**The task:**
Your output must consist solely of the lines from the one containing "Note: for each instance of the person in blue" through the end of the records, reproduced exactly.
>> START The data
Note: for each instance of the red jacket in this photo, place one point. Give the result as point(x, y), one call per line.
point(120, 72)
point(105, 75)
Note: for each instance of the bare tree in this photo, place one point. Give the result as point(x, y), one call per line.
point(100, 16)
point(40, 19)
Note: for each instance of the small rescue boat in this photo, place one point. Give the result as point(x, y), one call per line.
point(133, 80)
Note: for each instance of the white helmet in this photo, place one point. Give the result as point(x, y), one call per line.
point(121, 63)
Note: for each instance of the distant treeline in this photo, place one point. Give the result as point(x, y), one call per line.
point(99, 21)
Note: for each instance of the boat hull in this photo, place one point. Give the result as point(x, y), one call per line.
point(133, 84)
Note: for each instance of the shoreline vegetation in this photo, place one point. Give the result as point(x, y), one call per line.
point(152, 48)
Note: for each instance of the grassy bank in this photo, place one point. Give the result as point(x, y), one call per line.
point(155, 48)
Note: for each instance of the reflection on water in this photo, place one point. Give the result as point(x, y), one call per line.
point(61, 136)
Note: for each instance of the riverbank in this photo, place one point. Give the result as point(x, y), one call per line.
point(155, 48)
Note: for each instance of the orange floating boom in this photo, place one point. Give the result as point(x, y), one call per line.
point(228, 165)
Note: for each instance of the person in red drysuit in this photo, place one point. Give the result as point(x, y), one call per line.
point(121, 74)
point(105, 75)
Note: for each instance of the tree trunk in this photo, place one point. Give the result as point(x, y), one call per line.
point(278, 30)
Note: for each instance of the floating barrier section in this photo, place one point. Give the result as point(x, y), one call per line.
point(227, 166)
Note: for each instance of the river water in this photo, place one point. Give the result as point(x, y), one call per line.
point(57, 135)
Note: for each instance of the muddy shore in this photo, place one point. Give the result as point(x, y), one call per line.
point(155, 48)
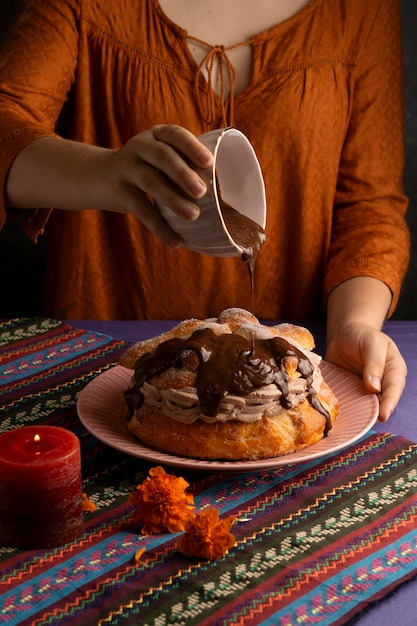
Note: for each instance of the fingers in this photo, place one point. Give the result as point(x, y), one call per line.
point(157, 163)
point(164, 155)
point(384, 372)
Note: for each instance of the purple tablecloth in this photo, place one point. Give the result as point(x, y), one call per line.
point(400, 606)
point(329, 541)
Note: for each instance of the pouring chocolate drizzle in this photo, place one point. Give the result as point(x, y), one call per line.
point(244, 231)
point(227, 363)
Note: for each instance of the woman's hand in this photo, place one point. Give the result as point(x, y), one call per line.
point(155, 163)
point(372, 354)
point(356, 311)
point(52, 172)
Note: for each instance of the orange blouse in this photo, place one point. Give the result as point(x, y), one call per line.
point(323, 111)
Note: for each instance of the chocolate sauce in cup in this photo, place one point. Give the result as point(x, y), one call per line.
point(235, 180)
point(249, 236)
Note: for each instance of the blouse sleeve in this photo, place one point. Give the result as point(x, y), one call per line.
point(37, 69)
point(369, 235)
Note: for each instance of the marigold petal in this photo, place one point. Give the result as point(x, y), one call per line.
point(138, 554)
point(207, 536)
point(161, 503)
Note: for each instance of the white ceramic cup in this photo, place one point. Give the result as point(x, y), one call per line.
point(237, 173)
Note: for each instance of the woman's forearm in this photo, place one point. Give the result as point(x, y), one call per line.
point(53, 172)
point(361, 299)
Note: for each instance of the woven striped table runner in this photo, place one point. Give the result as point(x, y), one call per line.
point(315, 542)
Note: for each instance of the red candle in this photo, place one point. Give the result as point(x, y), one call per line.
point(40, 487)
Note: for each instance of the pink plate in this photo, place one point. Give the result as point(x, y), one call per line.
point(100, 408)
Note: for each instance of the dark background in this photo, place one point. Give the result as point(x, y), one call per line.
point(22, 263)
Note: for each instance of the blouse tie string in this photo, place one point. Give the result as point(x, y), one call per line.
point(217, 56)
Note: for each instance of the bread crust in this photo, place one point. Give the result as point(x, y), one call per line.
point(289, 431)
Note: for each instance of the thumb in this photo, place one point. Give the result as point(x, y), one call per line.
point(375, 357)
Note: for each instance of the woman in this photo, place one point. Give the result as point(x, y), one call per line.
point(316, 87)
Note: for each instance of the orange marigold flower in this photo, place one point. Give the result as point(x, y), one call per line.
point(138, 556)
point(162, 504)
point(88, 505)
point(207, 536)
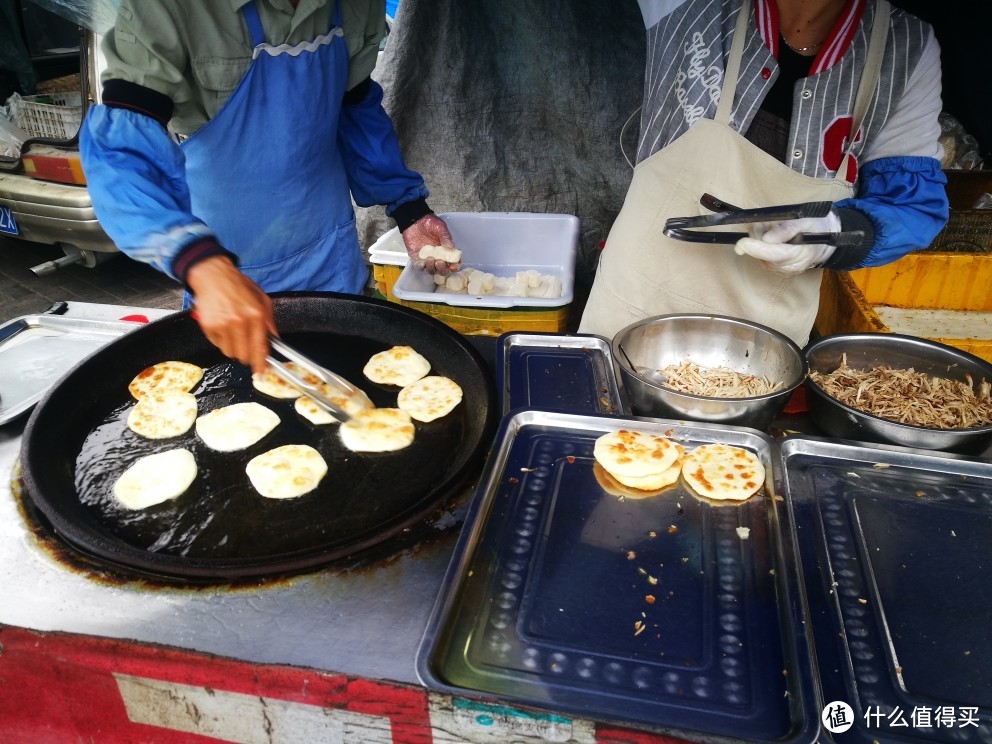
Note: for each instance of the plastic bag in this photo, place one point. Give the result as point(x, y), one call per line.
point(961, 150)
point(95, 15)
point(11, 139)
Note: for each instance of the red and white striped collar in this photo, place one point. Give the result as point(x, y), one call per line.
point(834, 46)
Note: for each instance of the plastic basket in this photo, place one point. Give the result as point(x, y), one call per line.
point(53, 115)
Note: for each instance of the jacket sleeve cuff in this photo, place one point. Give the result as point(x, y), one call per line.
point(193, 253)
point(851, 257)
point(409, 212)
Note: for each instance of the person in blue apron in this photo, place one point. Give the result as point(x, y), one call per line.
point(231, 140)
point(762, 103)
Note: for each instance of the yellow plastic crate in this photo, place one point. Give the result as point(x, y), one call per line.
point(474, 321)
point(945, 297)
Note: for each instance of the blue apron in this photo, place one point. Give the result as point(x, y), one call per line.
point(266, 173)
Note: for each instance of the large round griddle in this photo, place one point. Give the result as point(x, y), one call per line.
point(77, 443)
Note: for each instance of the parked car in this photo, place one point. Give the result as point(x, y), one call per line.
point(43, 196)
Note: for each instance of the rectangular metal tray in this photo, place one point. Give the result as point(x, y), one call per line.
>> END The data
**Written response:**
Note: for each instance of the person in blue apron in this photo, place one point. Give the result as point(x, y), one call per line.
point(231, 140)
point(762, 103)
Note: for each instance of the yellow plastic crate in this photo, place one point. Give the result as point(x, y), one call per line.
point(474, 321)
point(945, 297)
Note: for each instance of the blue apron in this photo, place one point. Give the result as point(x, y), one call per line.
point(266, 173)
Note: for each instance of the large round griddle in this photo, place one point. Give the result as point(x, y), one call per line.
point(77, 443)
Note: for each instance of the parked car in this photo, place one point. Give the result as point(x, y), one call per line.
point(43, 196)
Note: for each instance of the rectangular metal tray in this photo, place one point. Give the result as point(x, y), one call per line.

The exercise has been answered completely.